───── SUPPLIED RECORDS

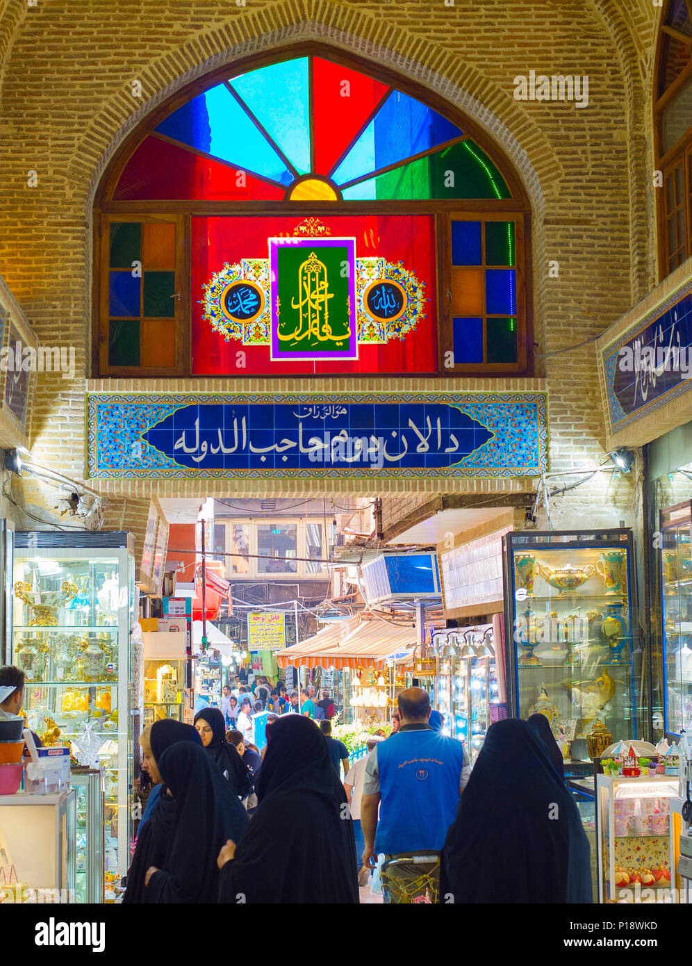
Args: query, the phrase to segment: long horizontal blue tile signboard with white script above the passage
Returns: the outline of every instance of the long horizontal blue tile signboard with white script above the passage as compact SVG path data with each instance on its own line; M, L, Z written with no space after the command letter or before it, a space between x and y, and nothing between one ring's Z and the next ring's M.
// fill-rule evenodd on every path
M536 476L547 397L525 393L89 393L99 479Z

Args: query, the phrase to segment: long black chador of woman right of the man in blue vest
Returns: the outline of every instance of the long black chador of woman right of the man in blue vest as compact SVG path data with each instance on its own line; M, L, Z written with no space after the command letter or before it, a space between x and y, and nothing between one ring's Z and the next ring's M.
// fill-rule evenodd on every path
M442 852L440 901L591 902L576 806L526 722L490 725Z

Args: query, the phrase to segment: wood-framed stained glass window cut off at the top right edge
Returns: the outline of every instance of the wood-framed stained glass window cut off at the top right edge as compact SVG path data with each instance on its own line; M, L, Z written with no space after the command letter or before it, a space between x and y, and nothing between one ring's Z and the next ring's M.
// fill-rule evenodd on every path
M669 0L654 86L658 266L664 278L692 255L692 0Z

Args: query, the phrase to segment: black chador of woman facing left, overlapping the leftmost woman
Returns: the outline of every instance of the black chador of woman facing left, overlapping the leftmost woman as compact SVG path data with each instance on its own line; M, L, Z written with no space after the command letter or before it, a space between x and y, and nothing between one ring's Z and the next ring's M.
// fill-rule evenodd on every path
M189 742L172 745L157 765L174 810L165 855L144 891L145 901L215 902L217 856L227 839L241 837L247 812L203 749ZM169 796L162 791L164 797Z

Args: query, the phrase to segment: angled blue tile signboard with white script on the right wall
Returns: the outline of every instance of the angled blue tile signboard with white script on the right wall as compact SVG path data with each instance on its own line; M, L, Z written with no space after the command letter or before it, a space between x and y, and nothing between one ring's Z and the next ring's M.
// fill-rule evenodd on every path
M692 281L601 351L611 432L618 433L690 386Z

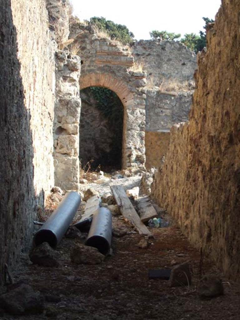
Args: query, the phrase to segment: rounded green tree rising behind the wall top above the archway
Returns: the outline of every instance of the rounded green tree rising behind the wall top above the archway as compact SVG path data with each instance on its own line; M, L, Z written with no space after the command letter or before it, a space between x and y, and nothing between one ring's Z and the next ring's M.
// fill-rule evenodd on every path
M131 44L133 42L134 34L124 25L106 20L103 17L92 17L90 24L95 25L100 30L107 31L111 39L116 39L123 44Z

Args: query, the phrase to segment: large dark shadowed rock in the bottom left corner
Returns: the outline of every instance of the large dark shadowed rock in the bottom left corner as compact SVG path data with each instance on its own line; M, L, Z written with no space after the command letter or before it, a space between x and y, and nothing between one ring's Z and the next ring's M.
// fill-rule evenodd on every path
M0 307L12 315L39 314L44 310L44 298L23 282L12 284L0 296Z

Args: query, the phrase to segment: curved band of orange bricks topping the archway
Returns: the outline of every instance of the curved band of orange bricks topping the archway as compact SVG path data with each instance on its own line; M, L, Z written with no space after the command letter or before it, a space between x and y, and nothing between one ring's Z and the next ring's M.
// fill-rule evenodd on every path
M80 90L87 87L105 87L117 94L124 107L133 104L133 94L120 79L109 73L90 73L80 77Z

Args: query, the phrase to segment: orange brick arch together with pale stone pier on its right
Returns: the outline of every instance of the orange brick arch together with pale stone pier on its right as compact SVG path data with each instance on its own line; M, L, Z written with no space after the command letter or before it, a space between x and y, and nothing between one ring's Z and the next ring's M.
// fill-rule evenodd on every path
M80 90L87 87L105 87L117 94L124 106L122 169L144 168L145 164L145 99L146 74L129 73L126 69L122 77L116 75L116 66L111 72L88 72L85 67L79 79ZM99 68L99 67L98 67ZM97 68L96 68L97 69ZM125 81L124 81L124 80Z

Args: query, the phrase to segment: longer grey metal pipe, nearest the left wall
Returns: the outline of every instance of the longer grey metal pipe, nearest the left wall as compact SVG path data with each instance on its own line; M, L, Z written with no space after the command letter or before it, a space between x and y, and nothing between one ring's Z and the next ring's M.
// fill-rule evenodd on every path
M43 242L48 242L51 247L55 248L66 233L80 203L81 196L77 192L68 192L57 209L37 231L34 236L34 243L39 245Z

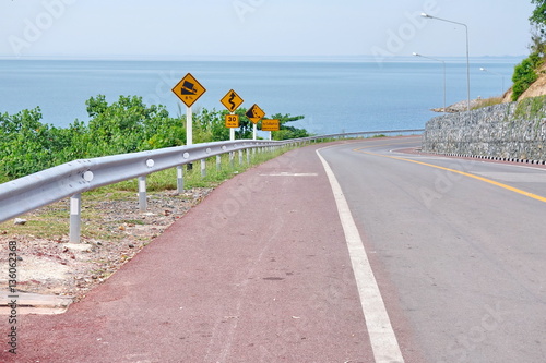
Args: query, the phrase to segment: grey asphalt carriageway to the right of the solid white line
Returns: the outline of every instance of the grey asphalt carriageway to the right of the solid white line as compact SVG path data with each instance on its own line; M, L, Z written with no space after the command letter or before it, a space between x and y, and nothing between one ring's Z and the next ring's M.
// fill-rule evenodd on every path
M399 339L426 362L546 362L546 170L396 153L415 145L320 152Z

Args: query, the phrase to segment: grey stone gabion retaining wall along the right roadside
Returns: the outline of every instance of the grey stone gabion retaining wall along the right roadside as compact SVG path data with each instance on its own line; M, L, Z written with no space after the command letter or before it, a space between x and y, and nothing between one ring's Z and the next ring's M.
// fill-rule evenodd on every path
M436 117L423 150L545 164L546 96Z

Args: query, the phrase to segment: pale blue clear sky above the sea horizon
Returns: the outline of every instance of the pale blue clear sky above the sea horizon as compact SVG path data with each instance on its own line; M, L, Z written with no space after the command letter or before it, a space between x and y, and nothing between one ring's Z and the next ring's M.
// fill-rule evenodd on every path
M0 58L529 55L531 0L0 0ZM425 19L426 12L437 19Z

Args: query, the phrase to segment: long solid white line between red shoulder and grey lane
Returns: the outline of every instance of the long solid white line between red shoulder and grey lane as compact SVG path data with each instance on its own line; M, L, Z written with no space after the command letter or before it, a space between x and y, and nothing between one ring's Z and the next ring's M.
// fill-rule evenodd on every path
M334 172L319 152L320 149L317 150L317 155L322 161L324 171L330 180L335 204L337 205L337 213L340 214L343 231L345 233L353 271L360 295L360 304L366 318L366 327L368 328L371 348L373 350L373 358L376 363L403 363L404 358L402 356L396 336L394 335L389 314L384 306L383 298L381 297L376 277L373 276L368 256L366 255L360 233L356 228L347 201L343 195L343 191Z

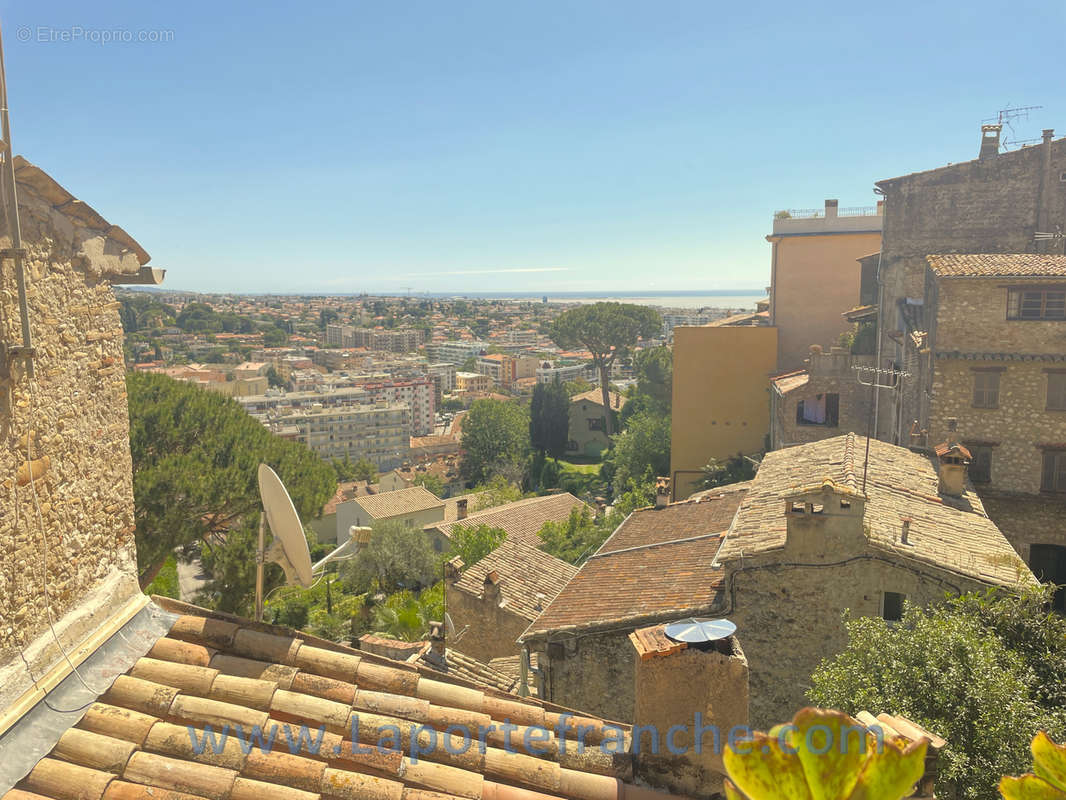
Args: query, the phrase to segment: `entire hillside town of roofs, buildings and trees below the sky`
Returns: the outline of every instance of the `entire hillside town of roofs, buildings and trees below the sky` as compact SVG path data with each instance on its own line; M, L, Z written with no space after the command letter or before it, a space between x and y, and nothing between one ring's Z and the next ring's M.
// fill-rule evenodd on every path
M1066 138L750 302L223 293L6 95L0 800L1066 797Z

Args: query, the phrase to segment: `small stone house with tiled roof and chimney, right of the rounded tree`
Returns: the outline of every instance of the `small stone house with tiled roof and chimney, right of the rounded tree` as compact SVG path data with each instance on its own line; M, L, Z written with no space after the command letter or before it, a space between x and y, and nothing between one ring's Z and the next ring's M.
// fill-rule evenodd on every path
M452 647L480 661L518 654L516 641L578 567L510 537L483 559L446 567Z

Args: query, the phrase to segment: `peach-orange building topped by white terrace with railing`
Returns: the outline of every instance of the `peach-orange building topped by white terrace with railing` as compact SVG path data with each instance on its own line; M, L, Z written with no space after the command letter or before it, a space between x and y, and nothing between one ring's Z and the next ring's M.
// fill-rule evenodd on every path
M770 324L777 329L777 369L803 367L811 345L837 345L850 325L861 273L857 259L881 249L882 206L778 211L770 267Z

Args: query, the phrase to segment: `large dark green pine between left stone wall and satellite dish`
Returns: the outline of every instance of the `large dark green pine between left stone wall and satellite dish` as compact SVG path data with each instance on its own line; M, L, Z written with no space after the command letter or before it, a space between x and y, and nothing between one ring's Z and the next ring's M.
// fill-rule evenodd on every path
M235 401L165 375L126 379L133 457L138 567L145 586L178 547L204 543L255 562L260 463L285 481L296 511L317 517L336 486L329 465L306 445L273 435ZM242 607L254 569L227 567L220 603ZM271 573L272 579L280 579ZM220 575L215 576L221 577Z

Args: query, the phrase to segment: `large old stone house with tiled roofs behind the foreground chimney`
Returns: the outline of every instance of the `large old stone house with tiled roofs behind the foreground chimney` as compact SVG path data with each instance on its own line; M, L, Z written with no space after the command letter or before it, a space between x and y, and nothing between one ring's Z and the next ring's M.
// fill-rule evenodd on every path
M965 477L933 454L845 434L766 454L732 493L634 512L522 635L542 697L632 720L627 637L651 622L738 625L757 726L805 704L845 643L844 609L898 620L905 601L1035 578ZM958 496L952 494L962 489Z

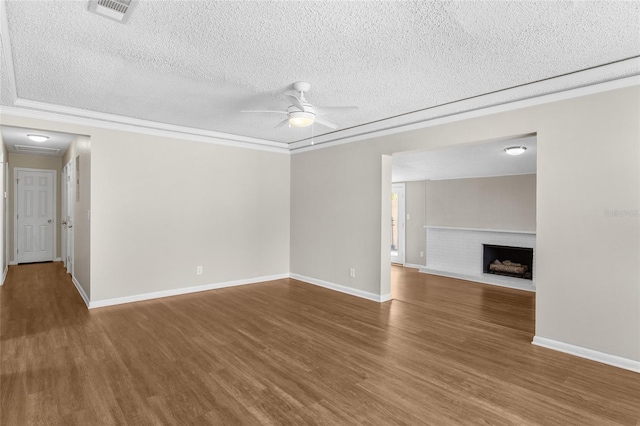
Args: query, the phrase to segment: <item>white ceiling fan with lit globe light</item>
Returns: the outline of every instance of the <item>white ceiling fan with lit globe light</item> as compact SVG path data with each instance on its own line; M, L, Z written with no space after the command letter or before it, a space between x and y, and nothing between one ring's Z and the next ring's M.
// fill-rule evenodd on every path
M286 111L276 110L242 110L240 112L268 112L274 114L285 114L287 118L278 123L275 127L282 127L285 124L289 124L293 127L307 127L313 123L322 124L330 129L337 129L338 125L330 120L327 120L324 116L333 113L356 111L356 106L345 107L319 107L313 106L304 97L304 93L308 92L311 88L311 84L298 81L293 83L293 88L299 93L298 96L287 94L287 98L291 101Z

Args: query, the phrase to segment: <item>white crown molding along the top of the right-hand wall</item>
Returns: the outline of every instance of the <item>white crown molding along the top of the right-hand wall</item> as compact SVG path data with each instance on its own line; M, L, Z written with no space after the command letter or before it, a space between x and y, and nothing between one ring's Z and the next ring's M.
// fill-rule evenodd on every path
M640 59L634 58L629 61L634 61L640 64ZM633 64L629 66L631 67L633 66ZM578 80L581 78L581 75L582 75L581 73L574 74L574 78L576 79L576 84L578 84ZM536 86L535 84L536 83L533 84L533 87L538 88L539 86ZM604 83L594 83L590 86L582 86L574 89L560 90L560 91L556 91L553 93L540 95L540 96L534 95L533 97L526 97L520 100L501 102L498 104L493 104L488 107L473 108L465 112L451 112L449 114L439 115L434 118L426 118L426 119L422 119L417 122L413 122L409 124L398 124L396 126L390 126L382 130L367 131L366 127L363 126L362 133L357 135L348 136L348 137L344 137L337 140L328 140L326 142L323 141L322 136L320 136L314 139L314 142L315 142L314 145L310 145L310 142L305 140L305 141L291 143L289 147L292 153L302 153L307 151L313 151L316 149L329 148L331 146L343 145L346 143L352 143L352 142L357 142L361 140L368 140L373 138L379 138L382 136L394 135L397 133L403 133L403 132L409 132L413 130L424 129L428 127L440 126L446 123L469 120L471 118L483 117L486 115L498 114L501 112L513 111L513 110L522 109L522 108L529 108L529 107L537 106L541 104L557 102L557 101L562 101L562 100L572 99L572 98L578 98L581 96L608 92L611 90L622 89L625 87L631 87L631 86L637 86L637 85L640 85L640 76L633 75L633 76L624 77L618 80L606 81ZM509 90L515 90L515 89L509 89ZM540 90L544 90L544 89L540 88ZM489 99L491 99L491 95L486 95L486 97L481 96L478 99L482 99L483 103L486 104L490 102ZM459 102L467 102L467 101L459 101ZM437 110L439 108L440 107L434 108L432 112L435 112L437 114ZM333 136L333 135L330 134L328 136Z

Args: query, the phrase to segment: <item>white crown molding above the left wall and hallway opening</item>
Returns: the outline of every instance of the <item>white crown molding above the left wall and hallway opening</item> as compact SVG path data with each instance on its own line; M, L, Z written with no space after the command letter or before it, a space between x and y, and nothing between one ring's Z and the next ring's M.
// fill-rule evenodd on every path
M83 112L85 110L82 109L59 107L58 105L45 104L43 102L35 102L26 99L16 99L15 105L17 105L17 107L0 106L0 114L33 118L38 120L56 121L59 123L73 124L77 126L90 126L99 129L138 133L150 136L159 136L173 139L177 138L194 142L232 146L236 148L255 149L258 151L279 152L285 154L289 153L289 145L284 142L248 138L244 136L236 136L232 134L196 129L193 127L176 126L171 124L157 123L155 121L133 119L119 115L96 113L93 111L86 111L87 113L84 114ZM71 113L67 112L69 110L77 110L78 112L76 112L76 114L80 116L70 115ZM110 118L108 119L107 117Z

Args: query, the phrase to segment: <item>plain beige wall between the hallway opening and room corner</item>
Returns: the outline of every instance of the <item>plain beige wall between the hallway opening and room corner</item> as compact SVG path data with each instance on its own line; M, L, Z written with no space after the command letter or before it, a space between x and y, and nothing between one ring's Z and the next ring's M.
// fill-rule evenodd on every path
M94 132L92 300L288 273L289 159Z

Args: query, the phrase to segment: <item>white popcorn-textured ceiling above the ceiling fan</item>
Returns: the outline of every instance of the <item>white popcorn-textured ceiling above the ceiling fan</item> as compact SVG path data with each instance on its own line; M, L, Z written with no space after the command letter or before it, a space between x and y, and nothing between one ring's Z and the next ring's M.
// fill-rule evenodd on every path
M313 104L360 107L328 117L337 139L640 55L640 2L140 1L126 24L87 1L6 11L20 99L287 143L312 130L240 110L285 109L294 81Z

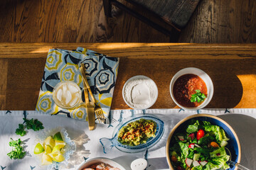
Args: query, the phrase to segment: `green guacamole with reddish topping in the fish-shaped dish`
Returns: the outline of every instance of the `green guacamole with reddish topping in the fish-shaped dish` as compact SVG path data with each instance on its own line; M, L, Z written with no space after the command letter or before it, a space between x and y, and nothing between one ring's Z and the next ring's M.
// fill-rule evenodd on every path
M117 140L122 145L137 146L146 143L150 137L156 136L156 123L141 118L128 123L118 132Z

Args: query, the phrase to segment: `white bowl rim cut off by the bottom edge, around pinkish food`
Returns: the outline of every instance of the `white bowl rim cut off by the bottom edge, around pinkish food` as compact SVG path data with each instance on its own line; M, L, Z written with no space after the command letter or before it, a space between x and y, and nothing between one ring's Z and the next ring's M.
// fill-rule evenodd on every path
M85 169L93 164L97 164L99 162L103 162L105 164L109 164L110 166L113 166L115 168L118 168L120 170L125 170L124 167L120 164L118 164L117 162L114 162L112 159L108 159L108 158L104 158L104 157L98 157L98 158L93 158L90 159L88 161L86 161L85 163L81 164L77 170L82 170Z

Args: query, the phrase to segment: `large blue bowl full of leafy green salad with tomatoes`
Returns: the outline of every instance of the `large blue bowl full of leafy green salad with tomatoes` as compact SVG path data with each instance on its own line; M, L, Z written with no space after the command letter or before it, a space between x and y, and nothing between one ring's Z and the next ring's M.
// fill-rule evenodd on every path
M241 147L233 128L208 114L191 115L171 130L166 143L170 169L238 169Z

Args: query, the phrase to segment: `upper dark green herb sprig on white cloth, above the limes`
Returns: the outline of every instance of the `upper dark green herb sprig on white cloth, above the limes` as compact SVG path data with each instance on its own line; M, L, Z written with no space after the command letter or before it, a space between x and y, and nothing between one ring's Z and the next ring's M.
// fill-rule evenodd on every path
M25 125L18 124L18 128L16 129L16 135L24 136L26 135L26 128L28 130L32 129L34 131L42 130L43 129L43 123L41 123L39 120L33 118L31 120L28 120L26 118L23 118Z

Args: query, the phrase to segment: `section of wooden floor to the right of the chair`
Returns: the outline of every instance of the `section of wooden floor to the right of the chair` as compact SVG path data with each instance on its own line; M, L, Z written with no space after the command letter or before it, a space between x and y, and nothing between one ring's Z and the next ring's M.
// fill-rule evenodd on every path
M256 1L202 0L180 42L255 42Z

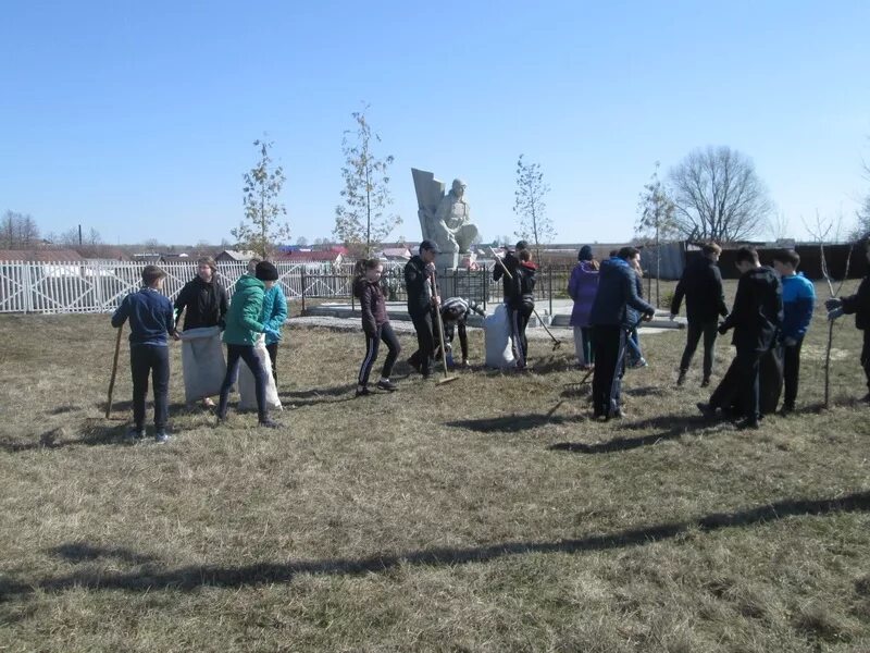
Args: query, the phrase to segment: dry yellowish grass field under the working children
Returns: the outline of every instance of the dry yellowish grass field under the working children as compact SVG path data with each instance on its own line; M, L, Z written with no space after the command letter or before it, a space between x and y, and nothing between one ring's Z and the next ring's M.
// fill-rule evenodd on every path
M175 344L175 438L127 445L108 316L2 316L0 651L870 651L860 338L821 410L822 320L757 432L700 418L699 354L674 386L684 332L605 423L570 346L357 399L362 336L290 328L281 430L187 409Z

──────────

TASK BRIEF:
Using the listing above, work out how many lines contain the string "bricks" and return only that number.

ANSWER SPACE:
2